(Recorded data)
= Beginning of Section =
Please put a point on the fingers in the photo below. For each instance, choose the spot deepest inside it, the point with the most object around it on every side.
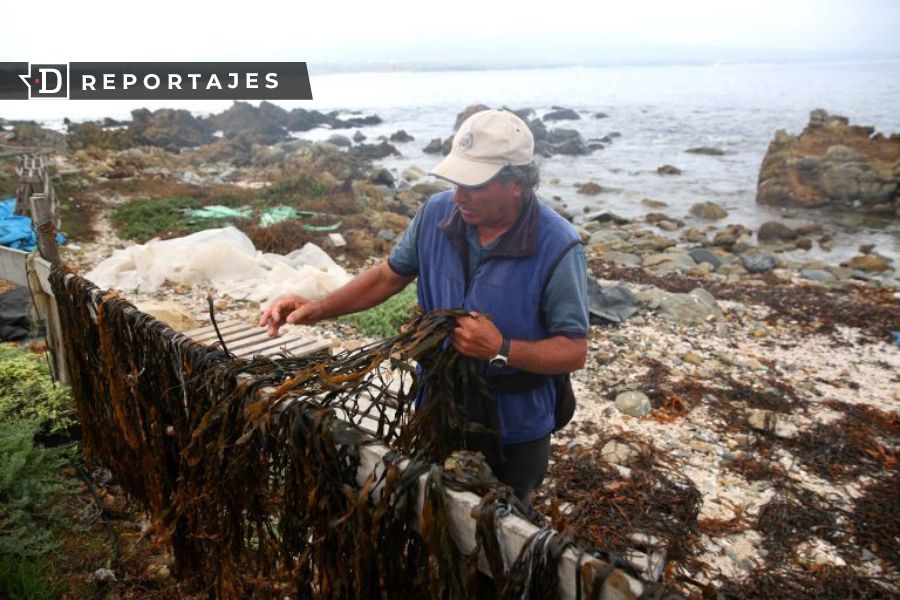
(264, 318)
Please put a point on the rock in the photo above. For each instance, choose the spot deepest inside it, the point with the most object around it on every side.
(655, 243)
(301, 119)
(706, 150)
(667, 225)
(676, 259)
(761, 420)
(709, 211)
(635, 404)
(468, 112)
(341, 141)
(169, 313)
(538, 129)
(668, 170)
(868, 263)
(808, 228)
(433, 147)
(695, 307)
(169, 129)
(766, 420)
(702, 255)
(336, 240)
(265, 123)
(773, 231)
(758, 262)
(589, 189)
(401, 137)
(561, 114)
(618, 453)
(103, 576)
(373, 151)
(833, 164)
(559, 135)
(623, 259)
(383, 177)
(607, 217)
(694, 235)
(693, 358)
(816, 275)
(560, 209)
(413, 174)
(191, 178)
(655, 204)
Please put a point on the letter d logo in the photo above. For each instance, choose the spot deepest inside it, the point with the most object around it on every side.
= End of Section =
= Beginning of Section =
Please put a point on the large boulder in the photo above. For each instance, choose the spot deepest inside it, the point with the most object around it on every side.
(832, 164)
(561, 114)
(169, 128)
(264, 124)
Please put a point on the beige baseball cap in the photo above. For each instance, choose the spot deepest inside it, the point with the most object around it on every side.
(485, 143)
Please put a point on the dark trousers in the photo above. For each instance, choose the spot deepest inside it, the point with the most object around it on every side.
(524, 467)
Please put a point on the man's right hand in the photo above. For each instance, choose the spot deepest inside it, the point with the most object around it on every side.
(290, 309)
= End of Section =
= Beginning of Section =
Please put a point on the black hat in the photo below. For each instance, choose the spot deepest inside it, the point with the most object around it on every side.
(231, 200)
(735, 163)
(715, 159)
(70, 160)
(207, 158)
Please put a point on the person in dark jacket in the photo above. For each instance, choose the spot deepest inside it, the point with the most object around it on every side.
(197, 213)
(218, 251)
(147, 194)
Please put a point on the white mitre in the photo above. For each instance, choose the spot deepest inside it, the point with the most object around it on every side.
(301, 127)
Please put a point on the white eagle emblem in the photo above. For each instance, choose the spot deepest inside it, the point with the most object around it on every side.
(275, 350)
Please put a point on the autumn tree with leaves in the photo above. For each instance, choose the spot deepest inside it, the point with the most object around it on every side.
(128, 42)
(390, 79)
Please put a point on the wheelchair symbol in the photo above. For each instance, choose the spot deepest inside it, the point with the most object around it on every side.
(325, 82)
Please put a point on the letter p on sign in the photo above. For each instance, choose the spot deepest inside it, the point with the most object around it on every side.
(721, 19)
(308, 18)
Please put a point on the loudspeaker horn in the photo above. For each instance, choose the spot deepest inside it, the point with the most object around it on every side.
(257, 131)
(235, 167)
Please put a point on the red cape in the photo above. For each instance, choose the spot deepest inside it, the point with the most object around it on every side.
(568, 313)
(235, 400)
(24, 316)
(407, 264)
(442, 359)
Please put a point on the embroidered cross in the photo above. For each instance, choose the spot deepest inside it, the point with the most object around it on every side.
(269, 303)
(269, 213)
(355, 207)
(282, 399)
= End of Section =
→ **WHAT YOU HAVE TO DO**:
Look above for the line with "Please put a point on the fingers", then give again exactly every line from there through the line with "Please put a point on the letter d", skipping the pictures.

→ **OUTPUT OF THE TASK**:
Please put a point on the fingers in the photo below. For each instance, choose the spot deepest inside it, the point with the most object around it on every side.
(264, 318)
Please put a point on the rock in the photo above. For each instance, choose the spot deepest inside it, the point with the most object around it on every side.
(655, 243)
(301, 119)
(706, 150)
(667, 225)
(676, 259)
(761, 420)
(709, 211)
(635, 404)
(468, 112)
(341, 141)
(169, 313)
(538, 129)
(668, 170)
(868, 263)
(808, 228)
(433, 147)
(695, 307)
(169, 129)
(766, 420)
(702, 255)
(336, 240)
(265, 123)
(773, 231)
(758, 262)
(589, 189)
(401, 137)
(561, 114)
(618, 453)
(103, 576)
(373, 151)
(833, 164)
(559, 135)
(623, 259)
(383, 177)
(607, 217)
(694, 235)
(693, 358)
(816, 275)
(560, 209)
(413, 174)
(191, 178)
(655, 204)
Please put a point on the letter d logo in the photo above. For each instance, choose the spot deepest inside it, the point with the most object around it on every side.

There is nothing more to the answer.